- _ACTIONS TO TAKE_
1. For the UN climate stocktake article below, decide whether each statement agrees with it: (a) global greenhouse gas emissions must peak by 2030 to keep the 1.5C target in view; (b) the COP28 talks in Dubai involve 196 nations; (c) CO2 emissions have hovered at about 50 billion tonnes a year since 2019. Answer yes or no for each and quote the deciding words.
2. List, in chronological order, every distinct calendar year that appears in the UN climate stocktake article below.

The world is perilously off course in meeting the Paris climate deal’s goals for slashing carbon pollution and boosting finance for the developing world, according to the UN’s first progress report on the accord.
The 2015 Paris treaty has successfully driven climate action, but “much more is needed now on all fronts,” said the report, which will underpin a crucial climate summit in Dubai at the end of the year.
“The world is not on track to meet the long-term goals of the Paris Agreement,” including capping global warming at 1.5 degrees Celsius since pre-industrial times, the report said.
Global greenhouse gas emissions must peak by 2025 and drop sharply thereafter to keep the 1.5C target in view, the stocktake said, drawing from a major scientific assessment by the UN‘s IPCC science advisory panel.
Achieving net zero carbon emissions by 2050 – another Paris goal – will also require phasing out the burning of all fossil fuels whose emissions cannot be captured, it said.
How quickly to purge the global economy of oil, gas and coal will be hotly contested at the 196-nation two-week COP28 talks, which take place in Dubai starting in late November.
The stocktake report also says that clean power must be dramatically ramped up, according to the first UN scorecard of the world’s progress in meeting Paris Agreement climate goals.
“Scaling up renewable energy and phasing out all unabated fossil fuels are indispensable elements of just energy transitions to net zero emissions,” it said.
“Unabated” refers to the absence of any technology that removes carbon emissions, either at the source or from the atmosphere.
Global greenhouse gas emissions must peak by 2025 and drop sharply thereafter if humanity is to cap global warming in line with Paris targets.
Emissions have already peaked in developed and a few developing countries, but are continuing to rise in many of the world’s largest economies, according to the UN’s first Global Stocktake of progress in achieving the 2015 Paris treaty’s goals.
With the exception of a dip in 2020 when the global economy slowed due to the Covid pandemic, CO2 emissions have hovered at about 40 billion tonnes a year since 2019.

- _DATASET_
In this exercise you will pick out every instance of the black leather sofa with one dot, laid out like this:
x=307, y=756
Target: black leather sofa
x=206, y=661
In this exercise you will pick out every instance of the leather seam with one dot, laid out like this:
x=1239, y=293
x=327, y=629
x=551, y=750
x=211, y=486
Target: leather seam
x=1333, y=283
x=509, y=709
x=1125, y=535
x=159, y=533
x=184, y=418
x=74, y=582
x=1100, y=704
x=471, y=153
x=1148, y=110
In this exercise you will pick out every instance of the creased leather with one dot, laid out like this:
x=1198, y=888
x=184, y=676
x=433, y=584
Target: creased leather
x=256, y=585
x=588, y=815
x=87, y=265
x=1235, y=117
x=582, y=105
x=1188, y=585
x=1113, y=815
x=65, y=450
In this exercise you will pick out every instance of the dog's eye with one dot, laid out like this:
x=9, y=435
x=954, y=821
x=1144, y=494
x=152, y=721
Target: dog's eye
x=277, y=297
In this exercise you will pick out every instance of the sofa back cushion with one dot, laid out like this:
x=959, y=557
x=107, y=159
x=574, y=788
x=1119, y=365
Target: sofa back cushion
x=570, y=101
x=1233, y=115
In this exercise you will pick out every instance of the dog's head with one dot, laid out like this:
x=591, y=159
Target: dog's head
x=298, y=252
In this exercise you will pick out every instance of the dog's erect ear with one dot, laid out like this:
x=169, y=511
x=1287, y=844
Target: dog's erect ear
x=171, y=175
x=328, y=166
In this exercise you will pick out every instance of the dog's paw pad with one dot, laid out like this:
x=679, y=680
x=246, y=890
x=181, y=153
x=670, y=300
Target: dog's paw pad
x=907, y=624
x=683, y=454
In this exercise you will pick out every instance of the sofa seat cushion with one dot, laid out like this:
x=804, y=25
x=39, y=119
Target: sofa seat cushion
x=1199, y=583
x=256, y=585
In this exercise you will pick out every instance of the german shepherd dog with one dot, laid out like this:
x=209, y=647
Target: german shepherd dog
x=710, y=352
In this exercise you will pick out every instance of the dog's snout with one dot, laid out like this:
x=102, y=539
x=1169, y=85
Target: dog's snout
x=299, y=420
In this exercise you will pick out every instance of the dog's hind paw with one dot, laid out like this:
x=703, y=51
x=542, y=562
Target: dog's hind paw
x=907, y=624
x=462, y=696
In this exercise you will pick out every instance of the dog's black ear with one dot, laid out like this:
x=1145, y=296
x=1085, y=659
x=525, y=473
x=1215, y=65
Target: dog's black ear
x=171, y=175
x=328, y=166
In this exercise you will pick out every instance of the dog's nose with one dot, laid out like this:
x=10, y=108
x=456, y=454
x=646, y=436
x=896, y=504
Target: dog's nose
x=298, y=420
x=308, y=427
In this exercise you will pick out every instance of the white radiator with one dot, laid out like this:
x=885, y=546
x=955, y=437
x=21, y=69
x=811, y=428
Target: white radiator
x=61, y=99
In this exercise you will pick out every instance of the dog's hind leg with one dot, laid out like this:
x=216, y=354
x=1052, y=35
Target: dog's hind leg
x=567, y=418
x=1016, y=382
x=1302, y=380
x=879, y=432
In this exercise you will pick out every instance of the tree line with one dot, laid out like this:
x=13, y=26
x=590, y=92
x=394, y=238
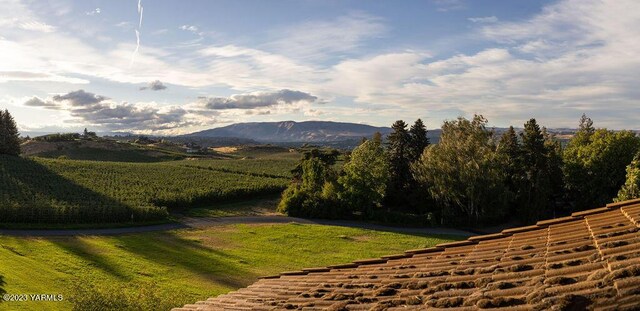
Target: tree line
x=472, y=176
x=9, y=135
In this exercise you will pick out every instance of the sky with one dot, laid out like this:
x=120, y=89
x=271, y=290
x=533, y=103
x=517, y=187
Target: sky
x=172, y=67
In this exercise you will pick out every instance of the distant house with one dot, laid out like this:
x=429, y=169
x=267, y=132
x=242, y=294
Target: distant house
x=587, y=261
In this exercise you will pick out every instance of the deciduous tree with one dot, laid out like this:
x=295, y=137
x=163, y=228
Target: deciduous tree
x=631, y=188
x=365, y=177
x=464, y=173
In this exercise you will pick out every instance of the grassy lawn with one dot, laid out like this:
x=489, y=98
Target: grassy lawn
x=161, y=270
x=253, y=207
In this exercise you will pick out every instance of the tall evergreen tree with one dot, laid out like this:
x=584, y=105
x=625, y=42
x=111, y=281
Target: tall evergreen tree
x=535, y=192
x=418, y=140
x=398, y=146
x=510, y=148
x=554, y=163
x=9, y=135
x=631, y=188
x=594, y=164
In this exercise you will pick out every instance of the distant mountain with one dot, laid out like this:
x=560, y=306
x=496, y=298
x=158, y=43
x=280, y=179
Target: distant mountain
x=291, y=131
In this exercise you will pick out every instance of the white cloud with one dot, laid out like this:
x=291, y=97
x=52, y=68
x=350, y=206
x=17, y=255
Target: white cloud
x=449, y=5
x=93, y=12
x=190, y=28
x=486, y=19
x=572, y=57
x=320, y=39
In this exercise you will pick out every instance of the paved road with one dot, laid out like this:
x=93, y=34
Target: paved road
x=207, y=222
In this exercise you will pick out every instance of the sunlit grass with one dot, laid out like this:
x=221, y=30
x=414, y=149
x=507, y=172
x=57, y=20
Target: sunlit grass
x=183, y=266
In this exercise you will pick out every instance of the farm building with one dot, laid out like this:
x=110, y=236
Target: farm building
x=589, y=260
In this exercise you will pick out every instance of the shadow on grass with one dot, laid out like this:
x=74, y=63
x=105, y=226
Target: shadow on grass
x=167, y=250
x=2, y=284
x=39, y=195
x=95, y=257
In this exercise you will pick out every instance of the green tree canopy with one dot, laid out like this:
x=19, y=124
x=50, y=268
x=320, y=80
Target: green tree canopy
x=418, y=140
x=365, y=177
x=9, y=135
x=535, y=194
x=398, y=152
x=463, y=172
x=595, y=163
x=631, y=188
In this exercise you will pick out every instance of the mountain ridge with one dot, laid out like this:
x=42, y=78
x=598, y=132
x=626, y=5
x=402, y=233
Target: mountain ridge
x=293, y=131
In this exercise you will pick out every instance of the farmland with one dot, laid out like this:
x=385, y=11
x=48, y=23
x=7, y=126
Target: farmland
x=40, y=190
x=157, y=271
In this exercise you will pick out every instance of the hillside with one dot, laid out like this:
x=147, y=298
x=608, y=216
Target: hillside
x=100, y=149
x=38, y=190
x=291, y=131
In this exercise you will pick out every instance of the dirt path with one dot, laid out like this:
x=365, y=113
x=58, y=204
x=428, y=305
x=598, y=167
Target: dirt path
x=208, y=222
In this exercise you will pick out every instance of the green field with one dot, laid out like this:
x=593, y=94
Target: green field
x=161, y=270
x=39, y=190
x=275, y=168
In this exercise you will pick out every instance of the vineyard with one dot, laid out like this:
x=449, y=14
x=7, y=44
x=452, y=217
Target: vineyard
x=38, y=190
x=275, y=168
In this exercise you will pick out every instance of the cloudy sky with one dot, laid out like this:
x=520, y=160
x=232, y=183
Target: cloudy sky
x=168, y=67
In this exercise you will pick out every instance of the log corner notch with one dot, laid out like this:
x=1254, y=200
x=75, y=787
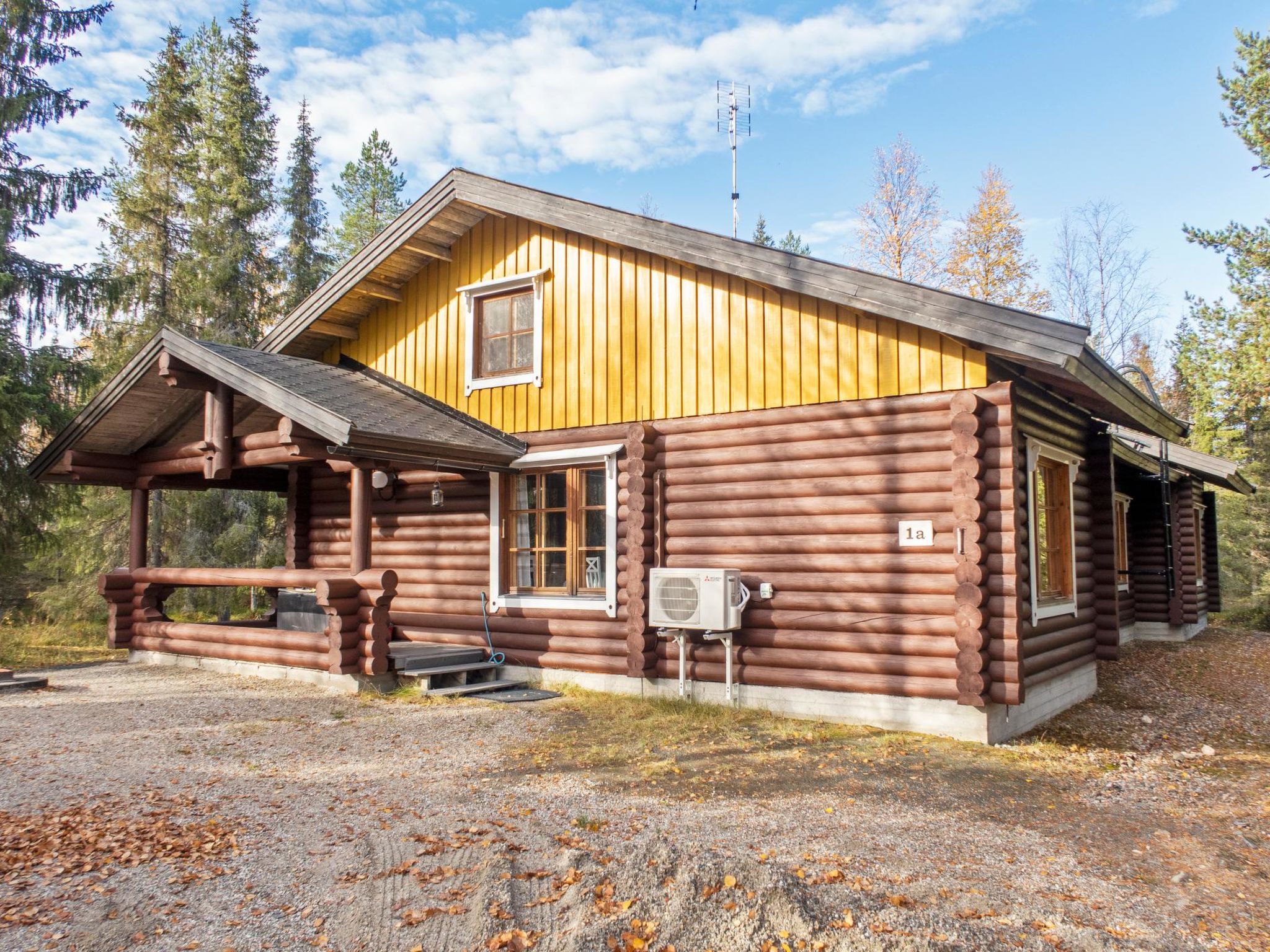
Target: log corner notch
x=973, y=681
x=638, y=490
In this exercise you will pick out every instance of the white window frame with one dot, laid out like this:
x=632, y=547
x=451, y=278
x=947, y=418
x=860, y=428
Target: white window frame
x=1123, y=584
x=471, y=294
x=1036, y=450
x=1201, y=555
x=575, y=456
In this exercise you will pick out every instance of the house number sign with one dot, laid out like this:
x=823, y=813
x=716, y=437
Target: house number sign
x=916, y=532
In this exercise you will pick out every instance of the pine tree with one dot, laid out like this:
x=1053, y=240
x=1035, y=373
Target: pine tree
x=794, y=244
x=370, y=195
x=36, y=382
x=233, y=190
x=898, y=231
x=987, y=258
x=148, y=229
x=761, y=236
x=304, y=263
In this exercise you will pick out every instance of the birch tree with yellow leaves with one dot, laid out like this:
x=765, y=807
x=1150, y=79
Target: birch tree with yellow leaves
x=987, y=259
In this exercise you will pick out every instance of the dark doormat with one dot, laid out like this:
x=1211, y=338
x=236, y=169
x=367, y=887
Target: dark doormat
x=512, y=696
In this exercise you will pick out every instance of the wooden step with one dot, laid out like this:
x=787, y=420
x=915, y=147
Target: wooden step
x=446, y=669
x=478, y=687
x=415, y=655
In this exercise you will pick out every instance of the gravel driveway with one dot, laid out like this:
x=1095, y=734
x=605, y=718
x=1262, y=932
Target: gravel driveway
x=164, y=809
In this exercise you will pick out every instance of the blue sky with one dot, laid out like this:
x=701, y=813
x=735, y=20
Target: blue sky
x=1075, y=99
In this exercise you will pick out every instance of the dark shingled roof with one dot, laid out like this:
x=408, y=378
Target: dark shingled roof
x=353, y=408
x=375, y=405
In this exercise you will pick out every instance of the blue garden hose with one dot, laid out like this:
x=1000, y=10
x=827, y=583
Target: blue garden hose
x=495, y=656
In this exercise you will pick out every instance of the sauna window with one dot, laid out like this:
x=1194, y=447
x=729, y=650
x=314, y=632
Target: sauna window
x=556, y=531
x=1050, y=475
x=1198, y=521
x=1122, y=541
x=504, y=332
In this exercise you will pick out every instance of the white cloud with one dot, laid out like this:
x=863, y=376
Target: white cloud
x=1156, y=8
x=601, y=84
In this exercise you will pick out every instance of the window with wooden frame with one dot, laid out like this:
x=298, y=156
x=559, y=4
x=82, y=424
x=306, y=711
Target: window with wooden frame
x=1198, y=522
x=1122, y=541
x=556, y=532
x=1050, y=475
x=504, y=332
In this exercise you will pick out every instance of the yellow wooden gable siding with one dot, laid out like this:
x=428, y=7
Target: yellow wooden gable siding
x=636, y=337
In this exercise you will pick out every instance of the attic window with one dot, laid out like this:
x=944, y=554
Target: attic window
x=504, y=332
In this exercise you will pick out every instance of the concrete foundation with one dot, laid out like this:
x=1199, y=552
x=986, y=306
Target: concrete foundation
x=1162, y=631
x=342, y=683
x=948, y=719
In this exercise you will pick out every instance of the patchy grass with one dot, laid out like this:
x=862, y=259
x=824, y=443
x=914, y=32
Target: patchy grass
x=40, y=645
x=671, y=747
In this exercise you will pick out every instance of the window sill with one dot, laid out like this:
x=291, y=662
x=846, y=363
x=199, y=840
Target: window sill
x=1054, y=609
x=575, y=603
x=507, y=380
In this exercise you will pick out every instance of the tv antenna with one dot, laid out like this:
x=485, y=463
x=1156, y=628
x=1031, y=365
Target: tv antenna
x=732, y=116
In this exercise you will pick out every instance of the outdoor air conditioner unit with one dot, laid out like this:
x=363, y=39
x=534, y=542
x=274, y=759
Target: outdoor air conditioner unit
x=700, y=599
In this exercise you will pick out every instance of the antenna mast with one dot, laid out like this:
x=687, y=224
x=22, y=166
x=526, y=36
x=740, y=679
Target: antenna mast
x=732, y=116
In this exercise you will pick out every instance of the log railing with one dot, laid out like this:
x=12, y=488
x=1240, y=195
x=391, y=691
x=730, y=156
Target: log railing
x=355, y=640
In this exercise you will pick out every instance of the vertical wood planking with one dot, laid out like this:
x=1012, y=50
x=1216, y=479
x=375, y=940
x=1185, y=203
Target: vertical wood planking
x=629, y=335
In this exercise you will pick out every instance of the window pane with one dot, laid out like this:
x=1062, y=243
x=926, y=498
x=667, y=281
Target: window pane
x=525, y=570
x=522, y=306
x=592, y=570
x=593, y=528
x=495, y=356
x=522, y=356
x=556, y=531
x=523, y=530
x=494, y=316
x=556, y=485
x=554, y=570
x=525, y=493
x=593, y=488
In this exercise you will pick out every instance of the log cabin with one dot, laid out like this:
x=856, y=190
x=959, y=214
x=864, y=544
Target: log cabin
x=497, y=423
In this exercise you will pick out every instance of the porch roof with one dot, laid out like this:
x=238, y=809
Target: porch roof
x=357, y=412
x=1142, y=451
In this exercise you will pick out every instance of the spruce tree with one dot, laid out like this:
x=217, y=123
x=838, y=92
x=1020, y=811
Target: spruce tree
x=370, y=195
x=36, y=382
x=987, y=258
x=233, y=188
x=761, y=236
x=304, y=262
x=148, y=227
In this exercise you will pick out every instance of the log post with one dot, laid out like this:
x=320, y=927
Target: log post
x=639, y=464
x=299, y=495
x=139, y=528
x=219, y=433
x=973, y=682
x=360, y=519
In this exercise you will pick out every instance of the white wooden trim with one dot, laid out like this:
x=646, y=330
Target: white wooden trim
x=1036, y=450
x=470, y=295
x=554, y=457
x=1122, y=584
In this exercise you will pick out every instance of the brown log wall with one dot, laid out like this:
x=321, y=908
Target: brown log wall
x=1212, y=570
x=1049, y=648
x=355, y=641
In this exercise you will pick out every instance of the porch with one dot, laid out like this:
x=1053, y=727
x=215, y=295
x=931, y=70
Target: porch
x=190, y=416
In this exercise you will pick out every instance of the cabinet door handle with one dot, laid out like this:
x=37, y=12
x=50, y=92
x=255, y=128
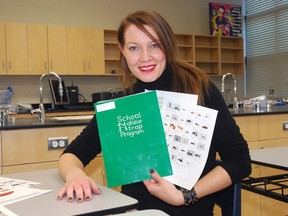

- _ANSWERS BY ITEM NUMBER_
1.
(a) No: "Global greenhouse gas emissions must peak by 2025"
(b) Yes: "the 196-nation two-week COP28 talks"
(c) No: "CO2 emissions have hovered at about 40 billion tonnes a year since 2019"

2. 2015, 2019, 2020, 2025, 2050